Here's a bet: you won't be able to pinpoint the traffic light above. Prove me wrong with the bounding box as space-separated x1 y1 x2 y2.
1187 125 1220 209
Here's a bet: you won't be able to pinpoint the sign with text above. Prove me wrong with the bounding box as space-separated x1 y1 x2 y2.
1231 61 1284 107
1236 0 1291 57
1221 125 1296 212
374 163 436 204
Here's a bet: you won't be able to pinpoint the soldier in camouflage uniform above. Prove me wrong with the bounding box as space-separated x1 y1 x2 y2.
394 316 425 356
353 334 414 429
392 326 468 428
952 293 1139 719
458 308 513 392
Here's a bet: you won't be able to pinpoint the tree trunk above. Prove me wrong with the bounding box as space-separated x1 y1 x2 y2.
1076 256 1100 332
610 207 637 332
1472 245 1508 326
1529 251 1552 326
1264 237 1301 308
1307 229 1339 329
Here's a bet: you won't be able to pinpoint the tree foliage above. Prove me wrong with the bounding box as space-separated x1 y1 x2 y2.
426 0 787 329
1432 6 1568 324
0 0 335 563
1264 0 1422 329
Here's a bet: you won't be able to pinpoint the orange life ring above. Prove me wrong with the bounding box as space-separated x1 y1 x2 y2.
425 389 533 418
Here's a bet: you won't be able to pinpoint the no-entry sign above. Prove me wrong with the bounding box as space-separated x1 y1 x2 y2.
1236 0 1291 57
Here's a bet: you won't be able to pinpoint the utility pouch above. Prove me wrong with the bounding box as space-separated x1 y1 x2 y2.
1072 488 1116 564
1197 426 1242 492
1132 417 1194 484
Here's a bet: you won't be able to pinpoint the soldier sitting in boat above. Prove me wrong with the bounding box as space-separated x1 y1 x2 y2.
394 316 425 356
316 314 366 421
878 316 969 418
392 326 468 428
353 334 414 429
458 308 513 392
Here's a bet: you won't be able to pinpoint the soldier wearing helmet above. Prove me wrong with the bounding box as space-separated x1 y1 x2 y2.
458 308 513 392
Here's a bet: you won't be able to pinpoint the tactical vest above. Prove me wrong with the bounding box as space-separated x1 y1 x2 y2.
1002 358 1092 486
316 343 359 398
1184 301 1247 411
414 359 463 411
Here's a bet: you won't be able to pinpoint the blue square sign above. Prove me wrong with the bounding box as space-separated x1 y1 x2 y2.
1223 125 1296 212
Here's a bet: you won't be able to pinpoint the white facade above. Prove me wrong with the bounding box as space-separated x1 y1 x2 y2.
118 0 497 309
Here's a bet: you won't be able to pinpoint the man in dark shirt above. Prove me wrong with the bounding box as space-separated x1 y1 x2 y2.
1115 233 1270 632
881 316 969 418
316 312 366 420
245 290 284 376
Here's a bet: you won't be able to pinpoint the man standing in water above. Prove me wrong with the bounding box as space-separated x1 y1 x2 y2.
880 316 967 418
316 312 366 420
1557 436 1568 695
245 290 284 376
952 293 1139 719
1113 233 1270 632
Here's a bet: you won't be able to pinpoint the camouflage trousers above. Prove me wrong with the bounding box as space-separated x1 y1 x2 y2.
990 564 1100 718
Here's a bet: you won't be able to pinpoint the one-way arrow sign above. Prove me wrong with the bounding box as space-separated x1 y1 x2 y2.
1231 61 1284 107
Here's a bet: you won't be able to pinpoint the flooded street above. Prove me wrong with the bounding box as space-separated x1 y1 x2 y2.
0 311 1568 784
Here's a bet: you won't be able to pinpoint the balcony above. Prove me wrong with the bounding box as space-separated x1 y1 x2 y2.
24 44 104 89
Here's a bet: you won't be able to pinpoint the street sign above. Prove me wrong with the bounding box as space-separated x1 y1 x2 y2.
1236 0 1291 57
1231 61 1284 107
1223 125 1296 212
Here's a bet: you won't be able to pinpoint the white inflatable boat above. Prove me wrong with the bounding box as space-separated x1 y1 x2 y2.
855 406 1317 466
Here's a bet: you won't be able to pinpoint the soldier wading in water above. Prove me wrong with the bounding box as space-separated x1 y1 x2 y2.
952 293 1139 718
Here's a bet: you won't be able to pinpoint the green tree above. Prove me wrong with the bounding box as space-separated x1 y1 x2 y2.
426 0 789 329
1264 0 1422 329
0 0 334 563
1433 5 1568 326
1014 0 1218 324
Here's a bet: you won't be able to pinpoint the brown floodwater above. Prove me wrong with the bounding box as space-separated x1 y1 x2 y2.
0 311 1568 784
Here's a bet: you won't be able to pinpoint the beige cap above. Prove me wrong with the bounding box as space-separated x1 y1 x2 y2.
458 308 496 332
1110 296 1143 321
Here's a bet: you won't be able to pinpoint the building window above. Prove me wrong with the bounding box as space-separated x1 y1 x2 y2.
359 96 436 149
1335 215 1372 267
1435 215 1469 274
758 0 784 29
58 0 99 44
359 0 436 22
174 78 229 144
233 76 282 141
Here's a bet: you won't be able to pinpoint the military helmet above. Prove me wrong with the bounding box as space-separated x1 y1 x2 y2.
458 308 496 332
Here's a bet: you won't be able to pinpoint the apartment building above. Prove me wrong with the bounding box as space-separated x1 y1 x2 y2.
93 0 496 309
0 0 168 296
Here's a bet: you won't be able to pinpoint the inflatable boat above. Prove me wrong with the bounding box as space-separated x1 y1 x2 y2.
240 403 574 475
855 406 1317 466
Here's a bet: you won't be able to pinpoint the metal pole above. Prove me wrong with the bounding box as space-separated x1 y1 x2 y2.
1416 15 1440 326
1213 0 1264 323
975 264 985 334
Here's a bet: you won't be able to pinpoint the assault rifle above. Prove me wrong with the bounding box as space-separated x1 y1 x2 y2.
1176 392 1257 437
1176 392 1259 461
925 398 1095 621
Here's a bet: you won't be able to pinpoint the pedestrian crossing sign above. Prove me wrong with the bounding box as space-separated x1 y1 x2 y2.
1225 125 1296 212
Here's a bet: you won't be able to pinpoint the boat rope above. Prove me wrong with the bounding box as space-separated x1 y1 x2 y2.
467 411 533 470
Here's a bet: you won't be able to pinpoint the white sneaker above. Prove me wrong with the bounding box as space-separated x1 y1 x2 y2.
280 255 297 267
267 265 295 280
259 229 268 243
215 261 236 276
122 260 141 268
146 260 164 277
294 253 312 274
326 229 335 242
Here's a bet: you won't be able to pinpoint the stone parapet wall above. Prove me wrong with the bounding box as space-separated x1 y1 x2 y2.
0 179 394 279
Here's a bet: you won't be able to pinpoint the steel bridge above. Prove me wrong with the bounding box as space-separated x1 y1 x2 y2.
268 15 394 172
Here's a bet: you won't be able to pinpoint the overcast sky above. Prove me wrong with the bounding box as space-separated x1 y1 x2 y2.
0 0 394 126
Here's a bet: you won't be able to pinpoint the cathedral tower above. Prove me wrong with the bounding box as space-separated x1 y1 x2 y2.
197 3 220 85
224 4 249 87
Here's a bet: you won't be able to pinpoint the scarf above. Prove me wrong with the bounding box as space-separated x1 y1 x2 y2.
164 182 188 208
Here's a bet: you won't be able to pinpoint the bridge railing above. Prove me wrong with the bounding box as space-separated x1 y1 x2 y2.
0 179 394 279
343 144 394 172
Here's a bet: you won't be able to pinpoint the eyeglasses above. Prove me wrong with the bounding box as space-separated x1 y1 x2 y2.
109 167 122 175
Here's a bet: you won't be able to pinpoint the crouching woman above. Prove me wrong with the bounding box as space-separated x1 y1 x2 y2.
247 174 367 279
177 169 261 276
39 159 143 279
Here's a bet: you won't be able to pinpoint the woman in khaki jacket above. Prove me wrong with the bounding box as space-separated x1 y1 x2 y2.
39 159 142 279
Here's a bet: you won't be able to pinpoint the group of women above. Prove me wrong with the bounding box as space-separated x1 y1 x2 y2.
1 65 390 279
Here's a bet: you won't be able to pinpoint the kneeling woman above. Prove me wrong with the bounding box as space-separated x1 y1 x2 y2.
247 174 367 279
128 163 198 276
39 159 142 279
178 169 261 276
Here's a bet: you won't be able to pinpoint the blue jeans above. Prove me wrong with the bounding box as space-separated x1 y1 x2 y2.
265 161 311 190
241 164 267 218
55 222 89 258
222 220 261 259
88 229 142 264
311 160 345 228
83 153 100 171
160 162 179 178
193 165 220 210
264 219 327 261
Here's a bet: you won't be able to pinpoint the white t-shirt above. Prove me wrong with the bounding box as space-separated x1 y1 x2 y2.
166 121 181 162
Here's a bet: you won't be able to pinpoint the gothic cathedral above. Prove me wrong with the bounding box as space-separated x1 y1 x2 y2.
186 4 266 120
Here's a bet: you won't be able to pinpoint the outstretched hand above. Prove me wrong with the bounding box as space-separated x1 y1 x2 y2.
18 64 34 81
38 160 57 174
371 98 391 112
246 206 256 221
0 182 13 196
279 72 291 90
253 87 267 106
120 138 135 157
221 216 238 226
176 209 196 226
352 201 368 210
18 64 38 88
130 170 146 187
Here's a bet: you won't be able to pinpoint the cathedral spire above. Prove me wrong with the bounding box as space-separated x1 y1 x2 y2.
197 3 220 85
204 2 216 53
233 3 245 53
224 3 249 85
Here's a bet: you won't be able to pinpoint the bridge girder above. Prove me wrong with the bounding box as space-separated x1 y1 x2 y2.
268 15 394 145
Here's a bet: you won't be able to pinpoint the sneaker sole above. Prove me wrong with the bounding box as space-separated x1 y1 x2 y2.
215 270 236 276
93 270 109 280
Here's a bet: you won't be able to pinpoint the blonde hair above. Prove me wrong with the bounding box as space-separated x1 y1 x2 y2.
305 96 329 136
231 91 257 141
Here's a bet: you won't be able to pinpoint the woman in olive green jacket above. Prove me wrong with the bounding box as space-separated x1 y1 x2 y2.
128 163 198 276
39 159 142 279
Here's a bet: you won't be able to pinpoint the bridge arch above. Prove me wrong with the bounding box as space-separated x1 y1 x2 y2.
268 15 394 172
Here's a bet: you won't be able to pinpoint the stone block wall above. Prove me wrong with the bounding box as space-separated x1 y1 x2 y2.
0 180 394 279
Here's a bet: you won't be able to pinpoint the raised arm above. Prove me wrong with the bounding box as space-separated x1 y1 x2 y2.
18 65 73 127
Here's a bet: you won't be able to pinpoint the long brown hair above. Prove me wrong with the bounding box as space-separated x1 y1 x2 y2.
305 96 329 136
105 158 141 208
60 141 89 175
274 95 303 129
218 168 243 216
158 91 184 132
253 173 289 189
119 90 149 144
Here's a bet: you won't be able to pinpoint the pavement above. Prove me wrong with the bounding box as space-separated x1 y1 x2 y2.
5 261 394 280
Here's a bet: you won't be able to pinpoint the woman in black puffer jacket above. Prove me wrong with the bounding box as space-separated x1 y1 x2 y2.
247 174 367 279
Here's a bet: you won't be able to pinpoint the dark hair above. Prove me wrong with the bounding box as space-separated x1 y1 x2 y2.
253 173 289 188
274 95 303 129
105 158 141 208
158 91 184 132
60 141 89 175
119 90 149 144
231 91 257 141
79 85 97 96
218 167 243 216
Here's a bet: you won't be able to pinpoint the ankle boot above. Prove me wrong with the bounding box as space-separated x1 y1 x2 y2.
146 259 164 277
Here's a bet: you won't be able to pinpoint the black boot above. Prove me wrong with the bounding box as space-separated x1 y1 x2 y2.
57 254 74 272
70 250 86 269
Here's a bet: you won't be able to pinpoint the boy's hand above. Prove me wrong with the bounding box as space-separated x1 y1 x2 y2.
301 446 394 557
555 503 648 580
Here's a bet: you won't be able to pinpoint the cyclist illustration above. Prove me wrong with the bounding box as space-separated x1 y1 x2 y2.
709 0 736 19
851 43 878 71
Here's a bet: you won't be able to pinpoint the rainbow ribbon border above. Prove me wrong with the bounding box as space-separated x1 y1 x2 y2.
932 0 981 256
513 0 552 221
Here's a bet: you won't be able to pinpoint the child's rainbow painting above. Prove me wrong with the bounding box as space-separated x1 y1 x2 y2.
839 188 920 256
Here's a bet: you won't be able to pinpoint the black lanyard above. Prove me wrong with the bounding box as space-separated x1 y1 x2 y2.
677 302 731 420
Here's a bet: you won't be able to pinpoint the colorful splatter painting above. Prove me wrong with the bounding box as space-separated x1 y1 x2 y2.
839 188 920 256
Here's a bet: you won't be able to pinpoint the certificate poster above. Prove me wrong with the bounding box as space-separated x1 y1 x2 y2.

:: Stated problem ::
Begin at the row that contains "Here's a bet: you won't be able to pinpoint the crouching" and stop after the row that contains "178 169 261 276". Rewrite those rows as a Markdown table with the columns Number and Content, numbering each row and leaving out any blank ones.

:: Expected answer ::
| Number | Content |
|---|---|
| 1 | Here's a bet: you won't be able to pinpoint the crouching woman above. Prove me wrong with the bounding box as space-separated x1 y1 x2 y2. |
| 2 | 247 174 367 279 |
| 3 | 177 169 261 276 |
| 4 | 39 159 143 279 |
| 5 | Here's a bet: you won't be able to pinpoint the woman in khaki jacket above. Prove me wrong with the bounding box as space-separated x1 y1 x2 y2. |
| 6 | 39 159 142 279 |
| 7 | Here's a bet: you won't be able to pinpoint the group of women above. Prove me wrong with the bounding box as space-separated x1 y1 x2 y2. |
| 8 | 1 65 390 279 |
| 9 | Here's a bet: you won't be able to pinpoint the kneeling woman above. Prove me wrong with the bounding box as space-separated x1 y1 x2 y2. |
| 10 | 247 174 367 279 |
| 11 | 128 163 198 276 |
| 12 | 39 159 142 279 |
| 13 | 178 169 261 276 |